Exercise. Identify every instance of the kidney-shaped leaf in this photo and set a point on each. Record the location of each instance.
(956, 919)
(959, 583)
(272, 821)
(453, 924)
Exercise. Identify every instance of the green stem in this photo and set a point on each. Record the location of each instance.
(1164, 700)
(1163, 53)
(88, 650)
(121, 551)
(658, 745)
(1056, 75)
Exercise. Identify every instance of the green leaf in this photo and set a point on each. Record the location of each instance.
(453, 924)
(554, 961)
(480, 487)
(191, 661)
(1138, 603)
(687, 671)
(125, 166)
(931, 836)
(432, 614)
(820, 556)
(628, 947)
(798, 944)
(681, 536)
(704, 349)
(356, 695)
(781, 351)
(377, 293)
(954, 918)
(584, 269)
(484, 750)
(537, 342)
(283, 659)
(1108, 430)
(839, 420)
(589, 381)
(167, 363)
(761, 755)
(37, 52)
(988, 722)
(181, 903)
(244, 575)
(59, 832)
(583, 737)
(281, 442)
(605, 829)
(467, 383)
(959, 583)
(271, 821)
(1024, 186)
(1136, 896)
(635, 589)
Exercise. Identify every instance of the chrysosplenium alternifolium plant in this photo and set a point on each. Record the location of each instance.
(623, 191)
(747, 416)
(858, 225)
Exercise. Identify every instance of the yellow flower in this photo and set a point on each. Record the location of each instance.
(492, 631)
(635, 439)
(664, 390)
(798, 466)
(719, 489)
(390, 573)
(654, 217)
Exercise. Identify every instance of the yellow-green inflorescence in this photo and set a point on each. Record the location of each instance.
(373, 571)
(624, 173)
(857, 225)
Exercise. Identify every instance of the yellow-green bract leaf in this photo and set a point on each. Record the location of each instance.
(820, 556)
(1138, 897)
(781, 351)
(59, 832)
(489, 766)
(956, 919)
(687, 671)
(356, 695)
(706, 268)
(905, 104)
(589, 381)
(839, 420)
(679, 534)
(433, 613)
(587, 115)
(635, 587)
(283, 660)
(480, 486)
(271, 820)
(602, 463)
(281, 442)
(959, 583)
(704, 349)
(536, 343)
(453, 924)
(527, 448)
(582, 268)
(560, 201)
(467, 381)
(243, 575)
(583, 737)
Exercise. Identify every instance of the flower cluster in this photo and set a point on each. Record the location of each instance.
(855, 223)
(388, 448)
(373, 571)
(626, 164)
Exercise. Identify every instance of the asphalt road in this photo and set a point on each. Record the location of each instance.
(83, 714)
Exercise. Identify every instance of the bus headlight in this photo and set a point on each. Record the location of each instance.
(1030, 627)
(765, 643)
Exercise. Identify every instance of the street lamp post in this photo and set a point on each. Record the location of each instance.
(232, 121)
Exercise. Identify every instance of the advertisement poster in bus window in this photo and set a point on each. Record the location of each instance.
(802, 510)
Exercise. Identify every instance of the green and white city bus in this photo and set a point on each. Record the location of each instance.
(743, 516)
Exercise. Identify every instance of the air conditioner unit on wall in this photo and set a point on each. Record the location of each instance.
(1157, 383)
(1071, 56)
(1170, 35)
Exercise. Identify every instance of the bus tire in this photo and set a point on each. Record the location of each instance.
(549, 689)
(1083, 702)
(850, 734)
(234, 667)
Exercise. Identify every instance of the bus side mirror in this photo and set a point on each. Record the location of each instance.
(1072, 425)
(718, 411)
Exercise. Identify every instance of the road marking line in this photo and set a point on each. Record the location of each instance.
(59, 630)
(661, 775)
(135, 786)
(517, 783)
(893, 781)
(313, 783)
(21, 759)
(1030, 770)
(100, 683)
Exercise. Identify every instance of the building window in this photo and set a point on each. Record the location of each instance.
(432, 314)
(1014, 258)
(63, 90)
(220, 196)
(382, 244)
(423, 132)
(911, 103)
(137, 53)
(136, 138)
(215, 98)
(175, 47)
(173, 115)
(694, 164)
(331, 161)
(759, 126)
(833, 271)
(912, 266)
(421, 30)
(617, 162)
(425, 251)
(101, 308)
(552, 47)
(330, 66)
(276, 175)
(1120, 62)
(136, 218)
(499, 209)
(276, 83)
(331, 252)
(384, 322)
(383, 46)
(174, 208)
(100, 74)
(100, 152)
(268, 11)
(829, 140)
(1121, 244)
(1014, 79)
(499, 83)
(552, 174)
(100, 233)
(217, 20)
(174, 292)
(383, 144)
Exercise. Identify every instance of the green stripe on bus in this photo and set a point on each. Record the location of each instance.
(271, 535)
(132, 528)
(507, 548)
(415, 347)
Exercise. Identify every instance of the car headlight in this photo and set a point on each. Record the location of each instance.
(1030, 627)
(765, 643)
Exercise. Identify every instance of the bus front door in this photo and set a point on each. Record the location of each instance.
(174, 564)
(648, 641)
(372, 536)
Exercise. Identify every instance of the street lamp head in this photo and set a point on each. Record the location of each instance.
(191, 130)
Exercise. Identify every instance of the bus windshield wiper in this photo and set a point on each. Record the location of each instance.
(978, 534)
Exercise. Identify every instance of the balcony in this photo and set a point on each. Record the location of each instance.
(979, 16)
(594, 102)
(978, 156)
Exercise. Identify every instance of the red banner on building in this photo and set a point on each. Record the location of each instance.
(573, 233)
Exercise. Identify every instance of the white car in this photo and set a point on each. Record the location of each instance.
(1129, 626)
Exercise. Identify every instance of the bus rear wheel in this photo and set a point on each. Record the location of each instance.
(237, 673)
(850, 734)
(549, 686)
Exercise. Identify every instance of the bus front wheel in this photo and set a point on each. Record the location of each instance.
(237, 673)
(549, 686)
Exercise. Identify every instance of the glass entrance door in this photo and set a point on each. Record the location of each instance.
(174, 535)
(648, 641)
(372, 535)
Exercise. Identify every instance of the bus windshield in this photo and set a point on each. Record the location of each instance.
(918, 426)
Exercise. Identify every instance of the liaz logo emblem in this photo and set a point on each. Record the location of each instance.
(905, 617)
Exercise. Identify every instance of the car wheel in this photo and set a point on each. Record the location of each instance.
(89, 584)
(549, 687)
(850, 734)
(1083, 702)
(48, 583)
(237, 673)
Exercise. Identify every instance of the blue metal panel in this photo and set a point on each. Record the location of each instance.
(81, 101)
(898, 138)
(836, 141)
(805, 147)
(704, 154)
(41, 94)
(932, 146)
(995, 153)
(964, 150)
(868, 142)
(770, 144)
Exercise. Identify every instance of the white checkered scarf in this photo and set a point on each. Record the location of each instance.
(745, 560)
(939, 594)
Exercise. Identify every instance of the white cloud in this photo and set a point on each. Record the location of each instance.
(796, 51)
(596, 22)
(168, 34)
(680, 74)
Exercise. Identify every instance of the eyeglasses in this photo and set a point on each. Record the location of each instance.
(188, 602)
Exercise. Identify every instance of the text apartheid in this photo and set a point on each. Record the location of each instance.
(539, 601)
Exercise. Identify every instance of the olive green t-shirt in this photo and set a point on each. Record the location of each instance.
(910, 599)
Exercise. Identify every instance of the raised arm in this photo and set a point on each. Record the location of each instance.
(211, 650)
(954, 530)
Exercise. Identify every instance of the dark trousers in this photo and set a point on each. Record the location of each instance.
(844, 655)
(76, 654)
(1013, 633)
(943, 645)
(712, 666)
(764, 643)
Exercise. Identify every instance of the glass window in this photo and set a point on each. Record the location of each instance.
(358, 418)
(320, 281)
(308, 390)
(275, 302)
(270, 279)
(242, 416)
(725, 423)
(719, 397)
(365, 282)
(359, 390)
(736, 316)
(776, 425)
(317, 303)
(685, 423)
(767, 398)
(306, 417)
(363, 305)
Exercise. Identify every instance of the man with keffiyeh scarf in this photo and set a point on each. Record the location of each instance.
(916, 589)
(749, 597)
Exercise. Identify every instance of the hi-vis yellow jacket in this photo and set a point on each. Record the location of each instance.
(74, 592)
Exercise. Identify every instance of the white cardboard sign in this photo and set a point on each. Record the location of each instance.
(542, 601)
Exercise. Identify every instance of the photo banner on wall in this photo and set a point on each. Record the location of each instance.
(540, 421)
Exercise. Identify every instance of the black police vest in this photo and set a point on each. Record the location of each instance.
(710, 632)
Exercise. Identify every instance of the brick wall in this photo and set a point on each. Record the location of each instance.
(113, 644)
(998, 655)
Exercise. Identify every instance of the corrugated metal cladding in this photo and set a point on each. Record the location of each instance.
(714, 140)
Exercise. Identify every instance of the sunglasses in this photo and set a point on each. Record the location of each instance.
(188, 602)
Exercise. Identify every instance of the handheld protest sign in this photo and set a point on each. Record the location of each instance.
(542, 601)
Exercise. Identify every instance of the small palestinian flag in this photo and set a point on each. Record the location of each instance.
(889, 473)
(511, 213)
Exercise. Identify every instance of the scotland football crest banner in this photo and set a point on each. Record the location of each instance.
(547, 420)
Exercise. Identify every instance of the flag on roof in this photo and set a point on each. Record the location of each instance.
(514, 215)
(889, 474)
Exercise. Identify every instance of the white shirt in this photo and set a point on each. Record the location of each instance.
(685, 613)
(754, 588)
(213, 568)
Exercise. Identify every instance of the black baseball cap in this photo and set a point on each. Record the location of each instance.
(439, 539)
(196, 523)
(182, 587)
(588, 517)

- GOAL -
Starting at the line that contains "Exercise. Identify every instance of the sunglasses" and ending at the last line of the entries, render those lines as a numbered list with any blank lines left out.

- ANSWER IN FULL -
1. Exercise. Identify every instance of the sunglasses in this photo and set a point on each. Record the location of each instance.
2. (188, 602)
3. Exercise. Identify every instance of the handheld protest sign in this photo and set a point on each. Record the location of each instance.
4. (542, 601)
5. Exercise. Identify every instance of the small palestinian flag in this photo and set a point on each. Record the location of each instance.
6. (889, 473)
7. (511, 213)
8. Exercise. Identify every instance of the scotland football crest banner in this photo and set a point on each. Record the location of each instance.
9. (547, 420)
10. Exercise. Identify every instance of the flag on roof in this photo and set a point on each. Record the location of each instance.
11. (514, 215)
12. (889, 474)
13. Exercise. Identify every instance of the white shirt in this photo and set a point on each. Record the location of each instance.
14. (685, 613)
15. (754, 588)
16. (213, 568)
17. Exercise. Identify every instance of the black baseball cap in this photo and set a point on each. Record the location of each instance.
18. (439, 539)
19. (196, 523)
20. (182, 587)
21. (588, 517)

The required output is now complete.